═════ Page text ═════
Dr. Carlo Alvaro and Dr. Richard Carrier Debate the Kalam Cosmological Argument

Friend of Infidels Richard Carrier recently debated Carlo Alvaro on the Cosmological Argument. Alvaro apparently had a less than pleasing experience, claiming:

  • “It is regrettably clear that Dr. Carrier was never interested in having a fair-minded exchange; rather, he seems more interested in increasing website traffic audience engagement and Patreon donations.”

 If you are interested in the Cosmological argument, put simplistically you can think I had parents, and they had parents, and they had parents and so on until we get back to some point and some cause that didn’t have parents. This type of argument reminds us of Zeno’s paradoxes. The idea is that if we trace the stuff of reality back in time, it must have started somehow with something that did not itself have a cause. Theists call this cause God.

Generally speaking, in the continental philosophy tradition this type of argument has long been abandoned because it results in what Kant calls an Antinomy, both sides depending on an idea that can’t be thought:

(1) The atheist must either suppose something there is no evidence for, that the universe popped into existence out of nothing, or that the causal series of reality goes back infinitely, even though we can’t think an infinite causal series (try and picture it – we can only picture an indefinite causal series, not an infinite one).
═════ Supplied material ═════
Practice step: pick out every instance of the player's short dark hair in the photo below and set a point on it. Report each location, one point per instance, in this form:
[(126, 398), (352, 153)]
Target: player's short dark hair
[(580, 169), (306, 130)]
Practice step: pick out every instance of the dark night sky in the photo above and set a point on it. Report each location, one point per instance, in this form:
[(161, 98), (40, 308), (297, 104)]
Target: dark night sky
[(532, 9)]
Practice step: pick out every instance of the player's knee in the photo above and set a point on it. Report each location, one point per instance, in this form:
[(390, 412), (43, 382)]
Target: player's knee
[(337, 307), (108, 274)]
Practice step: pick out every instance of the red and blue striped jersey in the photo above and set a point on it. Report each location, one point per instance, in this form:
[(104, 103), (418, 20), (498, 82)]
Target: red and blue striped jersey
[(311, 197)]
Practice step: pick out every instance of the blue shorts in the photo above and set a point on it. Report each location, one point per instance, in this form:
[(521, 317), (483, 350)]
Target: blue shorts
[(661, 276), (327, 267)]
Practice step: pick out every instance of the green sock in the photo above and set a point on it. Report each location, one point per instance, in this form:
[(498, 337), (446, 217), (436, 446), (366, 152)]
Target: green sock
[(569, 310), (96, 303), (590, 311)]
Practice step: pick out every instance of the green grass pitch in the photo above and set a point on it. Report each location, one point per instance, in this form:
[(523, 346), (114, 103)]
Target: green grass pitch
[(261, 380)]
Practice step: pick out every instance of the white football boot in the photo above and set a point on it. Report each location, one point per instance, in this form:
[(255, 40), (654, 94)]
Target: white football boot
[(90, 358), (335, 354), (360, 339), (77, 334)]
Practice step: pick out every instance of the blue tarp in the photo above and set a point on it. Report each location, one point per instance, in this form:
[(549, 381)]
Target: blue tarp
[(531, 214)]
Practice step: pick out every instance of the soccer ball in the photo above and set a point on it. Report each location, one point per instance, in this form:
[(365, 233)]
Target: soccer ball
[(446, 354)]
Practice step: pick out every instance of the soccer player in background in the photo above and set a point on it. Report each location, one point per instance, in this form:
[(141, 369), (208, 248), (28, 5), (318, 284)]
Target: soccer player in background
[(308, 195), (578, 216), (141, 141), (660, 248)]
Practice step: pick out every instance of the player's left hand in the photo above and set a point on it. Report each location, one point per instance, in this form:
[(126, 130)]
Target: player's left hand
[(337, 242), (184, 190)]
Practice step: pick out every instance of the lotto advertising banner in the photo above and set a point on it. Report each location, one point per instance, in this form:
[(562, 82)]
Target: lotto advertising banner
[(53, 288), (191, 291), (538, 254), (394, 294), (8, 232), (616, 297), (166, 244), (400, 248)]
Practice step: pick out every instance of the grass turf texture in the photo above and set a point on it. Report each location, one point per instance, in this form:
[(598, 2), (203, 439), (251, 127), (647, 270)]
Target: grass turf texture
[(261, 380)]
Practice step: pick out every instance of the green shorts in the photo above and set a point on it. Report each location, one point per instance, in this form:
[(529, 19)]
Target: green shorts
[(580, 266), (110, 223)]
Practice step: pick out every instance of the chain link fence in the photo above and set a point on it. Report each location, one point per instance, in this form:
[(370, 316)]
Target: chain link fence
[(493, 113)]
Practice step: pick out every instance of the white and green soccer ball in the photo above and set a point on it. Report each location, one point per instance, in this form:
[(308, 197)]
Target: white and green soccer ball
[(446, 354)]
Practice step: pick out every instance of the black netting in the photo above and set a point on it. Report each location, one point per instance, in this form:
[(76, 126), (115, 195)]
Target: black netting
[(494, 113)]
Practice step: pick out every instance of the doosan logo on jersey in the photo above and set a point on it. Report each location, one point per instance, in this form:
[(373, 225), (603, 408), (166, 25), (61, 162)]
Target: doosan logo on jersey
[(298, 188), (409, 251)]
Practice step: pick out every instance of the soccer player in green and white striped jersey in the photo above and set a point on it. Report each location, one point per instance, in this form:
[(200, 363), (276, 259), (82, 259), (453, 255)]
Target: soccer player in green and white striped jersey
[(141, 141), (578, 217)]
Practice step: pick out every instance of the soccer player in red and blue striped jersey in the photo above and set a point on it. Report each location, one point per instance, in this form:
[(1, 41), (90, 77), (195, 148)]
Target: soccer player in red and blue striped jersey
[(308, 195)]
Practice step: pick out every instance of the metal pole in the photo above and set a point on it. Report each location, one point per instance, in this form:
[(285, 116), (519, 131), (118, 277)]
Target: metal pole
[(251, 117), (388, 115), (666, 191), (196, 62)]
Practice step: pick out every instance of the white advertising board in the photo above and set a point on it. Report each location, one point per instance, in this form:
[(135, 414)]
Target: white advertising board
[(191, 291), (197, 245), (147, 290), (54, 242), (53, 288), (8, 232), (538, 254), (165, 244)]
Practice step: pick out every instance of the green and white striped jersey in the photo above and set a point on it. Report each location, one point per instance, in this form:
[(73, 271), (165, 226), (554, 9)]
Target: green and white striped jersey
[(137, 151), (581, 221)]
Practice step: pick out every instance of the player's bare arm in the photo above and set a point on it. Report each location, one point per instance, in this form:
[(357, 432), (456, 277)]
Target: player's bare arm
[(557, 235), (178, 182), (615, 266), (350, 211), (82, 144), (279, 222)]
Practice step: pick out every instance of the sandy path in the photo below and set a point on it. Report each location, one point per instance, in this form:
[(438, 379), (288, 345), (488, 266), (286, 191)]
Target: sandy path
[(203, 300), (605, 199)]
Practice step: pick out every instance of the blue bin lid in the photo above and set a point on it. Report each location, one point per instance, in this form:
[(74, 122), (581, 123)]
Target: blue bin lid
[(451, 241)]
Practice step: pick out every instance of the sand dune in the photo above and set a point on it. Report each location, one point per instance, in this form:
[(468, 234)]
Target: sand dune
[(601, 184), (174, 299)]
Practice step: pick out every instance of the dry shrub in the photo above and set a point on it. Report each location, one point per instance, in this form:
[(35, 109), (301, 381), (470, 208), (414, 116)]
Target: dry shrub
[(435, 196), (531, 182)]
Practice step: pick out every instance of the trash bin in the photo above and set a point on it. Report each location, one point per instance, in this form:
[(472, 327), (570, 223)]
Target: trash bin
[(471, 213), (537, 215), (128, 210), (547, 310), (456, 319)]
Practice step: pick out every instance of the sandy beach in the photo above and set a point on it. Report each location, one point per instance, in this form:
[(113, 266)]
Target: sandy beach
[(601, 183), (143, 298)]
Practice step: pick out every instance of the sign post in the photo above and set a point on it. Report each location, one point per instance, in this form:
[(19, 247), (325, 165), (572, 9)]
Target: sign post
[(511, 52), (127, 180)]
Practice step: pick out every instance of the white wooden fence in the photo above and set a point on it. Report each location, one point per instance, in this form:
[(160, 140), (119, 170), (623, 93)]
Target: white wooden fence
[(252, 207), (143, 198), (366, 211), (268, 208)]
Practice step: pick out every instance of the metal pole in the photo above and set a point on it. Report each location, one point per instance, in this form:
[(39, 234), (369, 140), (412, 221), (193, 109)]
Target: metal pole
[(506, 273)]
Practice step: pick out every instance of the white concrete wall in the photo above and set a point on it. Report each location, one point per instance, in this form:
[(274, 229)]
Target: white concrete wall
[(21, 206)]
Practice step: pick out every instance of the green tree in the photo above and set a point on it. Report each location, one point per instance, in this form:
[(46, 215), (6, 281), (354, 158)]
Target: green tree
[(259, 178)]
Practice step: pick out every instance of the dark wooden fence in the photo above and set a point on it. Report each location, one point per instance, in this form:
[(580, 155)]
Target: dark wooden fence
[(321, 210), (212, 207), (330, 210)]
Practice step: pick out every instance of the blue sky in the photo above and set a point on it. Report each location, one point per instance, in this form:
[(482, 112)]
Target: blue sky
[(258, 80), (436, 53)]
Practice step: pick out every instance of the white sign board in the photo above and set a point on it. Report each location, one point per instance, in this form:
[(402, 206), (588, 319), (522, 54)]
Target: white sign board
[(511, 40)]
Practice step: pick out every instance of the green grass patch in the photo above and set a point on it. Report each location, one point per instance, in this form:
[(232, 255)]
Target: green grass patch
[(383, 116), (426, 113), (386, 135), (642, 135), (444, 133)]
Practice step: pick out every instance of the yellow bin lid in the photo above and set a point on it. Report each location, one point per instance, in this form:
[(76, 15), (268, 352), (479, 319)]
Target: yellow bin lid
═════
> _Set task_
Continue the piece on the Carrier–Alvaro debate over the Kalam cosmological argument, starting after its last sentence.

> _The result_
(2) The theist on the other hand has to suppose the first cause is mind like, for which there is no evidence, and that it is an unthinkable type of mind. For instance, my mind is in the present, and I can remember my past presents, and imagine my future presents. But I am only ever present. Now, that is my finite mind, whereas an infinite or eternal mind, since it is outside of time in that it created time, must be simultaneously present in the past, present, and future, which is unthinkable. For example, an infinite mind would be able to give full attention to the square on page 3 and the circle on page 7 at the same time and in the same way, which (a square circle) is not something I can think. In fact, an infinite mind is such a unfamiliar concept that supposing such a thing for an argument is empty. Amplifying that, an omniscient mind is so foreign to what we can think it defies sense. Theists often like to cite the idea of an infinite mind without considering the impossibility of such a thing given our point of reference of our finite mind. Theists make the inference to an eternal, omnipresent mind without the slightest insight into what such a mind is like or if it is even possible. Suppose a God who is present everywhere and sees everything past, present and future. Now consider a baseball field that has a game at 10am and none at 2pm. For the usual concept of divine mind to work, God, who is at all times, must be “simultaneously” watching the players in the 10am game and watching the 2pm empty field: simultaneously seeing (i) game and (ii) no game. Our finite mind can’t even picture what such a contradictory simultaneous mental experience would be like, or even if it is possible for any type of single mind to have such a seemingly contradictory experience.

So, we have 2 positions, God as the beginning of a causal chain vs popping into being out of nothing and an infinite causal chain, both sides needing to suppose an unthinkable idea in order to make their arguments work.

Finite/human thinking is finite because it is limited by the principle of contradiction: where there is contradiction thinking can’t happen so thinking moves by avoiding contradiction. Since ancient times, the principle of contradiction has been characterized as “something cannot both be and not be, at the same time and in the same way.” Kant modified this to exclude “at the same time,” since analytic judgments are also governed by the principle of contradiction even though they are merely the containment of the predicate in the subject, the mere relation between concepts (eg “All bachelors are unmarried”) and so bear no relation to time. Kant reintroduces “at the same time” into the highest principle of synthetic judgments, as I noted in a previous post in this series linked to below.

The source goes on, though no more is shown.